┏━━

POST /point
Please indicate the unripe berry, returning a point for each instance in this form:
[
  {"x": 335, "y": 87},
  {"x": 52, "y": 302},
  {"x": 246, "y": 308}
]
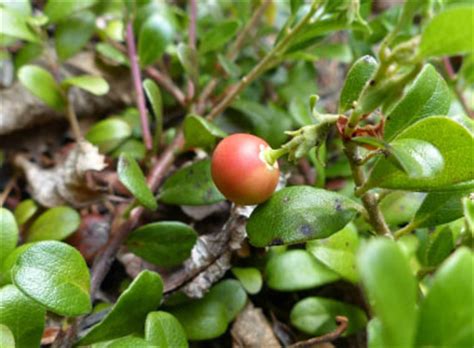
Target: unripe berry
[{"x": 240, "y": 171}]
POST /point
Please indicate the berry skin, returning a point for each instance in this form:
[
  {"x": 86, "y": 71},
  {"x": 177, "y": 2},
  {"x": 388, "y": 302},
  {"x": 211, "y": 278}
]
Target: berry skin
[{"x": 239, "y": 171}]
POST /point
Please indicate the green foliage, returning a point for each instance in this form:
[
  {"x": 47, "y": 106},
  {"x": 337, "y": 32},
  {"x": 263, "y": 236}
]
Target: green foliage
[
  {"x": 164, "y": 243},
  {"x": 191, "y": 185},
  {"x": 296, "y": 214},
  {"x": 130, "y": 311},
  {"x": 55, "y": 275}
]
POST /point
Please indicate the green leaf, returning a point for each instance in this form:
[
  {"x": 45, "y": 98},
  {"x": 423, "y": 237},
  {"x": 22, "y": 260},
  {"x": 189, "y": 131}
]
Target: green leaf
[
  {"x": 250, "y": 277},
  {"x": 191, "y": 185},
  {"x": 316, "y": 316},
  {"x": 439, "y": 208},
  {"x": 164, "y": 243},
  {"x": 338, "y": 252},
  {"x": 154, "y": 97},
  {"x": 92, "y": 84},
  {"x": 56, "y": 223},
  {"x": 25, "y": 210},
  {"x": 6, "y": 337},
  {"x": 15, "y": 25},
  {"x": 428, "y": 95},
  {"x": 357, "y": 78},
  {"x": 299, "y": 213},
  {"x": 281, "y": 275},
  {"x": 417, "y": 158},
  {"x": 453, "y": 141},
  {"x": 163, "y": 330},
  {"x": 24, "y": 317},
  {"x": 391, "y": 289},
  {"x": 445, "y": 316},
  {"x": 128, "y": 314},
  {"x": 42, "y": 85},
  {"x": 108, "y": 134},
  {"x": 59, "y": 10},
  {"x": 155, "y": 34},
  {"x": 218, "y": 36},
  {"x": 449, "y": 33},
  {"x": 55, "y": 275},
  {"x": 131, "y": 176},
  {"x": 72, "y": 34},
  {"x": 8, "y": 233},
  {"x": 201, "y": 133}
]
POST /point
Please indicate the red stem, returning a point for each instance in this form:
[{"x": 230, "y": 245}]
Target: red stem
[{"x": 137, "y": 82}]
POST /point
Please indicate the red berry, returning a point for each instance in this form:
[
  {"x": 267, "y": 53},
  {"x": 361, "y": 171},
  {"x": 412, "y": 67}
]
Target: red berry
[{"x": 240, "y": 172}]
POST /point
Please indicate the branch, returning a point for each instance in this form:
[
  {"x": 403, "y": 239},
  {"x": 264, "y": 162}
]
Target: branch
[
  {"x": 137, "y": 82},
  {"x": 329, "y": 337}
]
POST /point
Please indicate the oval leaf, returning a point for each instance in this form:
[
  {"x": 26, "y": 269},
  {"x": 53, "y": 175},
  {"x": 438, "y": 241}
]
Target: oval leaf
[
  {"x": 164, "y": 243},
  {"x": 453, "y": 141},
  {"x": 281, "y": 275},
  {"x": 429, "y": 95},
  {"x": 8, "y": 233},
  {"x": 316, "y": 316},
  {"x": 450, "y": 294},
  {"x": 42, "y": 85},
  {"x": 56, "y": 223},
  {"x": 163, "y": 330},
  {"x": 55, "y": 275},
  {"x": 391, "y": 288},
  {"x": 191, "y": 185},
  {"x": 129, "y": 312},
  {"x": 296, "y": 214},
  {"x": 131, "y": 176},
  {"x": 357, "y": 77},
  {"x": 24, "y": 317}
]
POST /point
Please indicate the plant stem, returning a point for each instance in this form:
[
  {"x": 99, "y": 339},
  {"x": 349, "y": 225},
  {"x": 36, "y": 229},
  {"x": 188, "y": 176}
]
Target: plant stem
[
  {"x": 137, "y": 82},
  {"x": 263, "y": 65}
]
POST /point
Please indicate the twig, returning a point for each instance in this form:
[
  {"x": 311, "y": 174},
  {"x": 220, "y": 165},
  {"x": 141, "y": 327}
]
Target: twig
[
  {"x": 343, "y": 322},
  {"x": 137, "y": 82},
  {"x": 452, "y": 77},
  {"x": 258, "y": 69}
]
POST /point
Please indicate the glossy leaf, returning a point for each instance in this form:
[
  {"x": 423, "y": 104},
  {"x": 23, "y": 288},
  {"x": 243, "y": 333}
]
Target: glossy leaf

┗━━

> [Challenge]:
How many lines of the rows above contain the string "glossy", with case counting? Give only the number.

> [Exercise answer]:
2